◆ **Task description**: Retype the records below word for word and omit any image.
::: Listed entries
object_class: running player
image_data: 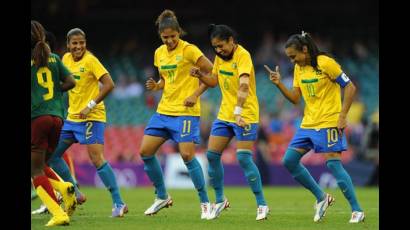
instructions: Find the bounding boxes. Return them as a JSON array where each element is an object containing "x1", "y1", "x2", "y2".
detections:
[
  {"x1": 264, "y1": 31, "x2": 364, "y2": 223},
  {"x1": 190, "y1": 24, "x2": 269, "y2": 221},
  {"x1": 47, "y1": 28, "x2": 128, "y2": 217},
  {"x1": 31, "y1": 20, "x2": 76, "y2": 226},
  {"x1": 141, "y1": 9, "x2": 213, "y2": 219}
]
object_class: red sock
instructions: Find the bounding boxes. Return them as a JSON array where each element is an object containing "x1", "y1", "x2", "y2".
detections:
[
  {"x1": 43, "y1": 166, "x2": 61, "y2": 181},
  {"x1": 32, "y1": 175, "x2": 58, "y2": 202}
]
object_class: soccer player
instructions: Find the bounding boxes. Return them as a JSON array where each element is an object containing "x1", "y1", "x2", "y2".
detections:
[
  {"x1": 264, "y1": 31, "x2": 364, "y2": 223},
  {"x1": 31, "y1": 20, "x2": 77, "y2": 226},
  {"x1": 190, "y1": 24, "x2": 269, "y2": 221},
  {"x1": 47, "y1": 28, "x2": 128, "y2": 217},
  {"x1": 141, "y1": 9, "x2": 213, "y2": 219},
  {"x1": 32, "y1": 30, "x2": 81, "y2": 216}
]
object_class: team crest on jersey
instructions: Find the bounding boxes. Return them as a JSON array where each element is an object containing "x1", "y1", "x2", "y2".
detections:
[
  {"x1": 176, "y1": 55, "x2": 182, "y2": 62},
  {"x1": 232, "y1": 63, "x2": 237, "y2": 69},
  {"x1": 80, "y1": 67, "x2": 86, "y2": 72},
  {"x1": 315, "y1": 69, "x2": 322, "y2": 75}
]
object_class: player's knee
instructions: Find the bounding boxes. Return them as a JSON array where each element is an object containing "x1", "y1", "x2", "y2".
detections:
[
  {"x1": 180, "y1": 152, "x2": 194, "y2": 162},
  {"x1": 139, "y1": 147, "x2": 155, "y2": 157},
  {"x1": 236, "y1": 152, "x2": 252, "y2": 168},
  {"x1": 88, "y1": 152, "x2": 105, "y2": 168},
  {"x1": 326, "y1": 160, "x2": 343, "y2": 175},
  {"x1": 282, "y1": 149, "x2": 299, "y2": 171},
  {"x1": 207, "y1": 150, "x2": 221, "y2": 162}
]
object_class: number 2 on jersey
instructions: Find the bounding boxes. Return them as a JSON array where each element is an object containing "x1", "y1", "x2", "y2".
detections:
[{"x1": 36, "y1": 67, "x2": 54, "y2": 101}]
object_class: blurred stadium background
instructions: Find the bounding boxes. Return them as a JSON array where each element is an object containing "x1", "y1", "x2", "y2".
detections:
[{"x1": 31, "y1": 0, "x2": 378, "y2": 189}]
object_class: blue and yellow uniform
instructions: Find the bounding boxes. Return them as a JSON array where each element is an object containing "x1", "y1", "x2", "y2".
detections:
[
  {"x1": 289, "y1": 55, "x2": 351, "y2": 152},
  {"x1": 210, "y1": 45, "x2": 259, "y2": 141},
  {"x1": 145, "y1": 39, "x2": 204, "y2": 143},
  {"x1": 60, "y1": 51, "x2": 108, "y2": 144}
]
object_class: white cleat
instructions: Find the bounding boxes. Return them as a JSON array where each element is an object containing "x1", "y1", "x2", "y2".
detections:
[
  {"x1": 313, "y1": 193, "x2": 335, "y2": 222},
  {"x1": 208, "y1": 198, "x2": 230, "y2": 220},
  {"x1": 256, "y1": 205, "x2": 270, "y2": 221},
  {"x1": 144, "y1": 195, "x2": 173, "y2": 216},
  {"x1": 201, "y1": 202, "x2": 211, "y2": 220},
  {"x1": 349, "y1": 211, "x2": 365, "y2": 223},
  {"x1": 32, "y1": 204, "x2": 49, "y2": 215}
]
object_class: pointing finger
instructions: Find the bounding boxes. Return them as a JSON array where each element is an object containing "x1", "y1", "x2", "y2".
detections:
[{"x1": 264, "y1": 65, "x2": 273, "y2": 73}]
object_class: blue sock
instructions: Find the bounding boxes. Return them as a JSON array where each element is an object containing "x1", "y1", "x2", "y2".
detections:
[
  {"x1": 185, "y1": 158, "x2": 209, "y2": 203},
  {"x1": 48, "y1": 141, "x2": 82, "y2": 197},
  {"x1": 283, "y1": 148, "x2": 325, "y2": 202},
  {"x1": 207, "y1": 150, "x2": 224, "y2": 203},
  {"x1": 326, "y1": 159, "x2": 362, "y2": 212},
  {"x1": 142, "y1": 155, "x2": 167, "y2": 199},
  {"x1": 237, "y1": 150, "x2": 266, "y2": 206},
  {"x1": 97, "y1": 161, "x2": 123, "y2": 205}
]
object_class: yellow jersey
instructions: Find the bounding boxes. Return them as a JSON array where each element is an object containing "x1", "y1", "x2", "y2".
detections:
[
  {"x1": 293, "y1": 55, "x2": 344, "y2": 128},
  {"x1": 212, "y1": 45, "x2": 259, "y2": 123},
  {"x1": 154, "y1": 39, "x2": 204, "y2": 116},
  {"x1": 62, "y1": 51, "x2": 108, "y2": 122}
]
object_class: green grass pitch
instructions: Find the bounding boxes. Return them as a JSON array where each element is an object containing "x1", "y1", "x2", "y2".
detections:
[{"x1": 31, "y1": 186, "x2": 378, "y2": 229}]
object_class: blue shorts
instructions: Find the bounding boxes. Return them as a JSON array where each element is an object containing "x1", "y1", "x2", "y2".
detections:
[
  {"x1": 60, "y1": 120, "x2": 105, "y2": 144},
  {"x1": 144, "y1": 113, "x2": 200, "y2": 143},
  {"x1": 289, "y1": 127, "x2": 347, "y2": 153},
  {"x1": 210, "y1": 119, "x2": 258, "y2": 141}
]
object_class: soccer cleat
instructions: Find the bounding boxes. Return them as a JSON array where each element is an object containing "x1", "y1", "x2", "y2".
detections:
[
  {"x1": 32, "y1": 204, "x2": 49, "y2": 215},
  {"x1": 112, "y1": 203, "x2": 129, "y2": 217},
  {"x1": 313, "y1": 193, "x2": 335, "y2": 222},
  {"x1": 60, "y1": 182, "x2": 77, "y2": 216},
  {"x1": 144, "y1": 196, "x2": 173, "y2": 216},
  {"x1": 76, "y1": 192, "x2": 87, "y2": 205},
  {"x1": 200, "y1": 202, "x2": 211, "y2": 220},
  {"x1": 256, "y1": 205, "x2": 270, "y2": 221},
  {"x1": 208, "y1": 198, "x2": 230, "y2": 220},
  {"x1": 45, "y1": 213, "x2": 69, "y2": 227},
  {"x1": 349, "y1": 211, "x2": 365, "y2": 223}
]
::::::
◆ **Final answer**:
object_class: running player
image_data: 
instructions: Find the bounding boxes. Return them as a JSON array where each element is an object containing "x1", "y1", "x2", "y2".
detections:
[
  {"x1": 264, "y1": 31, "x2": 364, "y2": 223},
  {"x1": 190, "y1": 24, "x2": 269, "y2": 221},
  {"x1": 47, "y1": 28, "x2": 128, "y2": 217},
  {"x1": 31, "y1": 20, "x2": 76, "y2": 226},
  {"x1": 141, "y1": 9, "x2": 213, "y2": 219}
]
object_class: red sock
instructions: Find the bounding boxes. Return them as a JSON array where each element is an object containing "x1", "y1", "x2", "y2".
detections:
[
  {"x1": 43, "y1": 166, "x2": 61, "y2": 181},
  {"x1": 32, "y1": 175, "x2": 58, "y2": 202}
]
object_class: soccer player
instructions: Find the bounding boxes. Return them as a JSON array where each element is an object containing "x1", "y1", "x2", "y2".
detections:
[
  {"x1": 264, "y1": 31, "x2": 364, "y2": 223},
  {"x1": 31, "y1": 20, "x2": 77, "y2": 226},
  {"x1": 190, "y1": 24, "x2": 269, "y2": 221},
  {"x1": 47, "y1": 28, "x2": 128, "y2": 217},
  {"x1": 141, "y1": 9, "x2": 213, "y2": 219},
  {"x1": 32, "y1": 30, "x2": 81, "y2": 216}
]
object_class: team crest on jersey
instructions: Find the bounding boxes. Return them as a JSON array where each element is an object containing "x1", "y1", "x2", "y2".
detections:
[
  {"x1": 176, "y1": 55, "x2": 182, "y2": 62},
  {"x1": 232, "y1": 63, "x2": 237, "y2": 69},
  {"x1": 80, "y1": 67, "x2": 86, "y2": 72},
  {"x1": 315, "y1": 69, "x2": 322, "y2": 75}
]
object_class: player's knee
instructions: Find the bounding boxes. Return them as a JSON array where each element is an object containing "x1", "y1", "x2", "y2".
detections:
[
  {"x1": 180, "y1": 152, "x2": 194, "y2": 162},
  {"x1": 139, "y1": 147, "x2": 155, "y2": 157},
  {"x1": 236, "y1": 152, "x2": 252, "y2": 168},
  {"x1": 88, "y1": 152, "x2": 105, "y2": 168},
  {"x1": 326, "y1": 160, "x2": 343, "y2": 175},
  {"x1": 282, "y1": 149, "x2": 299, "y2": 171},
  {"x1": 207, "y1": 150, "x2": 221, "y2": 162}
]
object_class: number 2 on jersey
instructions: Find the bounding boxes. Return them as a JSON array where each element is an object containing "x1", "y1", "x2", "y2".
detections:
[{"x1": 36, "y1": 67, "x2": 54, "y2": 101}]
object_class: blurred stadium background
instructions: Find the bounding boxes. Return them as a JSON array where each element is an object containing "x1", "y1", "x2", "y2".
detections:
[{"x1": 31, "y1": 0, "x2": 378, "y2": 189}]
object_class: blue and yellow uniform
instructions: Find the bounding boxes. Return them as a JSON array where each element is an object containing "x1", "y1", "x2", "y2".
detections:
[
  {"x1": 289, "y1": 55, "x2": 351, "y2": 152},
  {"x1": 210, "y1": 45, "x2": 259, "y2": 141},
  {"x1": 145, "y1": 39, "x2": 204, "y2": 143},
  {"x1": 60, "y1": 51, "x2": 108, "y2": 144}
]
object_class: white cleat
instructions: Find the bounding boxes. Return them as a JSON array where each element is an object containing "x1", "y1", "x2", "y2".
detections:
[
  {"x1": 313, "y1": 193, "x2": 335, "y2": 222},
  {"x1": 208, "y1": 198, "x2": 230, "y2": 220},
  {"x1": 256, "y1": 205, "x2": 270, "y2": 221},
  {"x1": 144, "y1": 195, "x2": 173, "y2": 216},
  {"x1": 201, "y1": 202, "x2": 211, "y2": 220},
  {"x1": 349, "y1": 211, "x2": 365, "y2": 223},
  {"x1": 32, "y1": 204, "x2": 49, "y2": 215}
]
object_class: pointing finger
instructions: Find the bounding boxes. Return them as a JSON array where each element is an object containing "x1", "y1", "x2", "y2".
detections:
[{"x1": 264, "y1": 65, "x2": 273, "y2": 73}]
object_class: blue sock
instructions: Find the bounding boxes. Return them as a JSON array where each element is an object containing "x1", "y1", "x2", "y2".
detections:
[
  {"x1": 185, "y1": 158, "x2": 209, "y2": 203},
  {"x1": 48, "y1": 141, "x2": 82, "y2": 197},
  {"x1": 283, "y1": 148, "x2": 325, "y2": 202},
  {"x1": 207, "y1": 150, "x2": 224, "y2": 203},
  {"x1": 326, "y1": 159, "x2": 362, "y2": 212},
  {"x1": 142, "y1": 155, "x2": 167, "y2": 199},
  {"x1": 237, "y1": 150, "x2": 266, "y2": 206},
  {"x1": 97, "y1": 161, "x2": 123, "y2": 205}
]
object_class: yellow jersey
instructions: Find the bounding boxes. Return them as a JSON array where each element is an object containing "x1", "y1", "x2", "y2".
detections:
[
  {"x1": 293, "y1": 55, "x2": 344, "y2": 128},
  {"x1": 212, "y1": 45, "x2": 259, "y2": 123},
  {"x1": 154, "y1": 39, "x2": 204, "y2": 116},
  {"x1": 62, "y1": 51, "x2": 108, "y2": 122}
]
object_class: green grass pitch
instructions: Find the bounding boxes. Return them as a JSON array where each element is an object containing "x1", "y1", "x2", "y2".
detections:
[{"x1": 31, "y1": 186, "x2": 378, "y2": 229}]
object_class: blue shorts
instructions: Find the bounding boxes. Return them as a JSON array where each element is an object containing "x1", "y1", "x2", "y2".
detections:
[
  {"x1": 60, "y1": 120, "x2": 105, "y2": 144},
  {"x1": 144, "y1": 113, "x2": 200, "y2": 143},
  {"x1": 289, "y1": 127, "x2": 347, "y2": 153},
  {"x1": 210, "y1": 119, "x2": 258, "y2": 141}
]
object_class: soccer cleat
instructions: Find the bounding boxes. Return them as a JSON array where each element is an object containing "x1", "y1", "x2", "y2".
detections:
[
  {"x1": 32, "y1": 204, "x2": 49, "y2": 215},
  {"x1": 112, "y1": 203, "x2": 129, "y2": 217},
  {"x1": 313, "y1": 193, "x2": 335, "y2": 222},
  {"x1": 60, "y1": 182, "x2": 77, "y2": 216},
  {"x1": 144, "y1": 196, "x2": 173, "y2": 216},
  {"x1": 76, "y1": 192, "x2": 87, "y2": 205},
  {"x1": 200, "y1": 202, "x2": 211, "y2": 220},
  {"x1": 256, "y1": 205, "x2": 270, "y2": 221},
  {"x1": 208, "y1": 198, "x2": 230, "y2": 220},
  {"x1": 45, "y1": 213, "x2": 69, "y2": 227},
  {"x1": 349, "y1": 211, "x2": 365, "y2": 223}
]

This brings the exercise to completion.